-- Labeled area outline items --
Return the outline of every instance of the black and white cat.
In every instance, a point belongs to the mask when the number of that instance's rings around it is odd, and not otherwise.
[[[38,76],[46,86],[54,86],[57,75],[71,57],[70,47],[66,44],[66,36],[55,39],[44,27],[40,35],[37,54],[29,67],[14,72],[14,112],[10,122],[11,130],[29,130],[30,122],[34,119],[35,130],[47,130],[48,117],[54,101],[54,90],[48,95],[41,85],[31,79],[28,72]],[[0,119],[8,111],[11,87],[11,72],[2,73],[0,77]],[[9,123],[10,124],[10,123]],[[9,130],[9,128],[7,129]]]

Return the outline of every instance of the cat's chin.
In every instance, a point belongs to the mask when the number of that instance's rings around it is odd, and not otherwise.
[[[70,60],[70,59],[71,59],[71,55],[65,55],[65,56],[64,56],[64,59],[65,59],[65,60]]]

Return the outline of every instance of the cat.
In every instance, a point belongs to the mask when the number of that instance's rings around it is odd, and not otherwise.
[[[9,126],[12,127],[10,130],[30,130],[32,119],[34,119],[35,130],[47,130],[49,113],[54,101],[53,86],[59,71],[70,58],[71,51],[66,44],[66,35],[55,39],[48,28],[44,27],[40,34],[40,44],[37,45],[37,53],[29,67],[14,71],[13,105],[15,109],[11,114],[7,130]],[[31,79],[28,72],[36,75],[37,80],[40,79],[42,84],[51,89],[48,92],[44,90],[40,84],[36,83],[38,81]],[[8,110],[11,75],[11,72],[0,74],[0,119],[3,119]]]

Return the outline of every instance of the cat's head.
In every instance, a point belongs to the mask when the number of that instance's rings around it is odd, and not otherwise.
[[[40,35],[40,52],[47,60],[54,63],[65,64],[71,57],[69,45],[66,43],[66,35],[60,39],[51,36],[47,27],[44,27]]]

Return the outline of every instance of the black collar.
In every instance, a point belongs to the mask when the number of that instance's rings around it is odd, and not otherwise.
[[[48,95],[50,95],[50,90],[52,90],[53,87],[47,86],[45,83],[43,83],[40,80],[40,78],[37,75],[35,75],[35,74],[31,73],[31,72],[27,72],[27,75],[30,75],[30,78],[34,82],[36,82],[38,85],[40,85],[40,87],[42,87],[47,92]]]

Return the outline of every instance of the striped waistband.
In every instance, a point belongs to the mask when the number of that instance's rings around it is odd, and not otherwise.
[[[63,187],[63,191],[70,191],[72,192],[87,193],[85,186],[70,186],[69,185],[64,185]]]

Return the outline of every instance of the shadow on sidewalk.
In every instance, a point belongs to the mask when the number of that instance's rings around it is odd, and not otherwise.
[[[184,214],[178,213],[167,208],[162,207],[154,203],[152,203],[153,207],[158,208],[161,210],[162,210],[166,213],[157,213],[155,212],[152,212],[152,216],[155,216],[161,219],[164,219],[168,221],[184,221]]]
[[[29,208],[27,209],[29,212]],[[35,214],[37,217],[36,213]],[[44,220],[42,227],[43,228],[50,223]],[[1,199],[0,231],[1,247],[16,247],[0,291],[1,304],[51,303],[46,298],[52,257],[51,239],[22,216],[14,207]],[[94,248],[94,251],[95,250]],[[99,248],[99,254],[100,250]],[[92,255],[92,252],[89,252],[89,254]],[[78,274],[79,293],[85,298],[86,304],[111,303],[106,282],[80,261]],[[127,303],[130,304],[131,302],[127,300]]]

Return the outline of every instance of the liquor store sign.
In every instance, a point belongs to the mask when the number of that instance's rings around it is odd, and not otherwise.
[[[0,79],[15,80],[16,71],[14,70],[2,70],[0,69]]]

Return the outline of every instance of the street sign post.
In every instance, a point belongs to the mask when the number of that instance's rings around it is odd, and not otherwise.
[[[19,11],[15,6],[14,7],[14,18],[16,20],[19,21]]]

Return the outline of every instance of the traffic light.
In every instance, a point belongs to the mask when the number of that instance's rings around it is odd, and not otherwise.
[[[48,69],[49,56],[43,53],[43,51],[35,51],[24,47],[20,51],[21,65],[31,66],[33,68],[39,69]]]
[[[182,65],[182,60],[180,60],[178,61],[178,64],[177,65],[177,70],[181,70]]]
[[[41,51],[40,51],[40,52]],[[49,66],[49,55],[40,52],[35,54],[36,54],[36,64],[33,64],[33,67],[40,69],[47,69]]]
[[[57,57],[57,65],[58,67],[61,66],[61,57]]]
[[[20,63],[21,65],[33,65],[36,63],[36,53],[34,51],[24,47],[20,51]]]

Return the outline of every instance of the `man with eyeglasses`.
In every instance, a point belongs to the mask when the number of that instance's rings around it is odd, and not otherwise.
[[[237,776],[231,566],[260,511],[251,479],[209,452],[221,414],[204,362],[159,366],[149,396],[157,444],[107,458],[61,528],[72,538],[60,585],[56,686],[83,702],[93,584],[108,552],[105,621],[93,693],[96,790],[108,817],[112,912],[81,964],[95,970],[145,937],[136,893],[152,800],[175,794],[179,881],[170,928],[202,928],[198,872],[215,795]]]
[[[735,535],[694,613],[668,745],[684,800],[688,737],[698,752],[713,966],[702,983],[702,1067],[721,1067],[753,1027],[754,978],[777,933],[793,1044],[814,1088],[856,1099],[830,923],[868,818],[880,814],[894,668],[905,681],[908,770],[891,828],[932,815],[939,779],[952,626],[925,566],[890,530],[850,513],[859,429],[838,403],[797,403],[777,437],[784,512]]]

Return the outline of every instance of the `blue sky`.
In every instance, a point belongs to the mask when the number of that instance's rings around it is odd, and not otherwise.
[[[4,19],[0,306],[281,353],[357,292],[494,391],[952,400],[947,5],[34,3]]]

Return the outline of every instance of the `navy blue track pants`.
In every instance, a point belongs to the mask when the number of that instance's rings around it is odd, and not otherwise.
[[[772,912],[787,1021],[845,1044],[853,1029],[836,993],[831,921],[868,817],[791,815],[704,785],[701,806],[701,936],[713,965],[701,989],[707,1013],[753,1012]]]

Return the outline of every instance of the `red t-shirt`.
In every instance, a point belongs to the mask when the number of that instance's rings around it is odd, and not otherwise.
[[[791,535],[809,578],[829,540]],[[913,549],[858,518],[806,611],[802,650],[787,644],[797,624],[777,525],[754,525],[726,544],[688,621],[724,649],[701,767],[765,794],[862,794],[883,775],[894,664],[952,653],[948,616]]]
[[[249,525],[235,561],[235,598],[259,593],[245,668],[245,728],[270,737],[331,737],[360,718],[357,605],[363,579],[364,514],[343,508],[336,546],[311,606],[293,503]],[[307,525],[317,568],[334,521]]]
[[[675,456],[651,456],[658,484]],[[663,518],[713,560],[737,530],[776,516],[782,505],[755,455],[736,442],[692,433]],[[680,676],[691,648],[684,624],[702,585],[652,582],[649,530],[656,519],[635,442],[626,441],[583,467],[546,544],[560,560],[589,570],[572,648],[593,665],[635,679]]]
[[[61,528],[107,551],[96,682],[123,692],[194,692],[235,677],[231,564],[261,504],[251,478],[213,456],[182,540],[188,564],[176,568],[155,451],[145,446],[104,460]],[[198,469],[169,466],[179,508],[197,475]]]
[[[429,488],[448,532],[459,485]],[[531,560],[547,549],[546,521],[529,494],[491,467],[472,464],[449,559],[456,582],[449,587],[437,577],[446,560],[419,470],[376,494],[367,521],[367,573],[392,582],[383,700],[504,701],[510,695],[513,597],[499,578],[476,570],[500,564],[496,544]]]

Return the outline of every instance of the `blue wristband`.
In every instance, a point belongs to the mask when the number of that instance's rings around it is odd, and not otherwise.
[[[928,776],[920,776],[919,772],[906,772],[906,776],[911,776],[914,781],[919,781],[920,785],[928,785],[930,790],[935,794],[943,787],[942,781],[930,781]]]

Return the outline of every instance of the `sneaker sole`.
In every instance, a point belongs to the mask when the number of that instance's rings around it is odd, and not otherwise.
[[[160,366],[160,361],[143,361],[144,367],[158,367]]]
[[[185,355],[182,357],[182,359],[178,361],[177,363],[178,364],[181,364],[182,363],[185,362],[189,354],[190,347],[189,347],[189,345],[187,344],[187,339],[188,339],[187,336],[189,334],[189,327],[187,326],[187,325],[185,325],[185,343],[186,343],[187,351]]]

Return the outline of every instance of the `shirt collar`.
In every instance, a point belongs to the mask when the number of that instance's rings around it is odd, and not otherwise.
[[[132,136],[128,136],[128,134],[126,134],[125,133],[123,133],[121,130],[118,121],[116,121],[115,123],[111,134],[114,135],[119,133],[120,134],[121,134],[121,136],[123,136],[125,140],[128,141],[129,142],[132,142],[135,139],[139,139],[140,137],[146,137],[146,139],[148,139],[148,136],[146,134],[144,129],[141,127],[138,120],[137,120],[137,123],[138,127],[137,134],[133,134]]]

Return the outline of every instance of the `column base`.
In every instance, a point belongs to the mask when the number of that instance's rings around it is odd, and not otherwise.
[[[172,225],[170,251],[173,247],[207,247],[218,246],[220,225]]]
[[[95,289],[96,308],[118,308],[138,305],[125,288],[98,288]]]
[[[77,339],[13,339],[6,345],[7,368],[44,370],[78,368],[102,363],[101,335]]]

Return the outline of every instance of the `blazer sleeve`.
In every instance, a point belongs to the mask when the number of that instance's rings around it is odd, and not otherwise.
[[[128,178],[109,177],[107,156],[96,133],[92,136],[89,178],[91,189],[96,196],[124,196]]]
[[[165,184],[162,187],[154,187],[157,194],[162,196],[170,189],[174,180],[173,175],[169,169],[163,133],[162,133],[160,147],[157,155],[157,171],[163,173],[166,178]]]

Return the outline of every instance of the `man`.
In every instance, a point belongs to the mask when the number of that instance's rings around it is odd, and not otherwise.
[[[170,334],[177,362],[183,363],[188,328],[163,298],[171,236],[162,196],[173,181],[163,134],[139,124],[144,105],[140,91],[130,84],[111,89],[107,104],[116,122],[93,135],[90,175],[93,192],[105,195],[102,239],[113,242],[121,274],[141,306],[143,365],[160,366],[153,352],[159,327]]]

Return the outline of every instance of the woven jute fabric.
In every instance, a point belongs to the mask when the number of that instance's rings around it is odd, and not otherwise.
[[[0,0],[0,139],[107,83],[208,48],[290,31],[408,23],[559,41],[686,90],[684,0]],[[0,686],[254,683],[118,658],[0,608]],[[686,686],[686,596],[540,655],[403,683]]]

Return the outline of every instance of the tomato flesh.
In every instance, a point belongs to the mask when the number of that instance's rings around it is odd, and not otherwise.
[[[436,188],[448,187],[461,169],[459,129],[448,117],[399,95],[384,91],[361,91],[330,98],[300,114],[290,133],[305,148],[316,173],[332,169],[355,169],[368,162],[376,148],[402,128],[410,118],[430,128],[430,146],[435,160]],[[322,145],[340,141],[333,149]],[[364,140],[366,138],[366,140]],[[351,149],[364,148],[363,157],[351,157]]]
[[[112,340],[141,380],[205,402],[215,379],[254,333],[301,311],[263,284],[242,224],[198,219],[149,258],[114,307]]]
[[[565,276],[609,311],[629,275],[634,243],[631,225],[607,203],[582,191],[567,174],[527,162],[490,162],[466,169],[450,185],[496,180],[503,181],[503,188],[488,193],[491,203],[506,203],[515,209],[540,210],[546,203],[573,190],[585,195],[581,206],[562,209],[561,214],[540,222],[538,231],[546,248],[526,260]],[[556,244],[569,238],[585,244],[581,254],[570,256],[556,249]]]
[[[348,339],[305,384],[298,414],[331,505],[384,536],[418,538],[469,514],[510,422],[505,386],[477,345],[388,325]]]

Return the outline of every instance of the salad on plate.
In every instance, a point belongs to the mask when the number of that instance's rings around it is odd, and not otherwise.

-- Exercise --
Only the lines from the one with "Return the outline of every instance of the woven" through the end of the material are wanted; copy them exactly, both ends included.

-- Solution below --
Return the outline of every instance of the woven jute fabric.
In every instance, a point belongs to the mask when the number of that instance's rings around it is odd, and not otherwise.
[[[0,0],[0,139],[107,83],[208,48],[290,31],[408,23],[559,41],[686,90],[684,0]],[[0,686],[254,683],[118,658],[0,608]],[[686,686],[686,596],[540,655],[403,683]]]

Return the outline of every instance of the tomato flesh.
In every instance, a point belongs to the mask when the number of that instance's rings around it is odd, and not otherwise.
[[[436,188],[448,187],[461,169],[459,129],[448,117],[399,95],[384,91],[361,91],[330,98],[300,114],[290,133],[305,148],[316,173],[332,169],[355,169],[368,162],[376,148],[402,128],[410,118],[430,128],[430,146],[435,160]],[[322,145],[340,141],[333,149]],[[364,140],[366,138],[366,140]],[[351,149],[364,148],[363,157],[351,157]]]
[[[112,340],[141,380],[205,402],[215,379],[254,333],[301,311],[263,284],[242,224],[198,219],[149,258],[114,307]]]
[[[565,276],[609,311],[629,275],[634,243],[631,225],[607,203],[582,191],[567,174],[527,162],[490,162],[466,169],[450,185],[496,180],[503,181],[503,188],[488,193],[491,203],[506,203],[515,209],[540,210],[546,203],[573,190],[585,195],[581,206],[562,209],[561,214],[540,222],[538,231],[546,248],[526,260]],[[556,244],[569,238],[585,244],[581,254],[570,256],[556,249]]]
[[[348,339],[305,384],[298,414],[331,505],[384,536],[418,538],[469,514],[510,422],[505,386],[477,345],[388,325]]]

Return the outline of every instance of the salad on plate.
In every instance, a point belongs to the mask when the number of that instance's rings around it is odd, and not otherwise.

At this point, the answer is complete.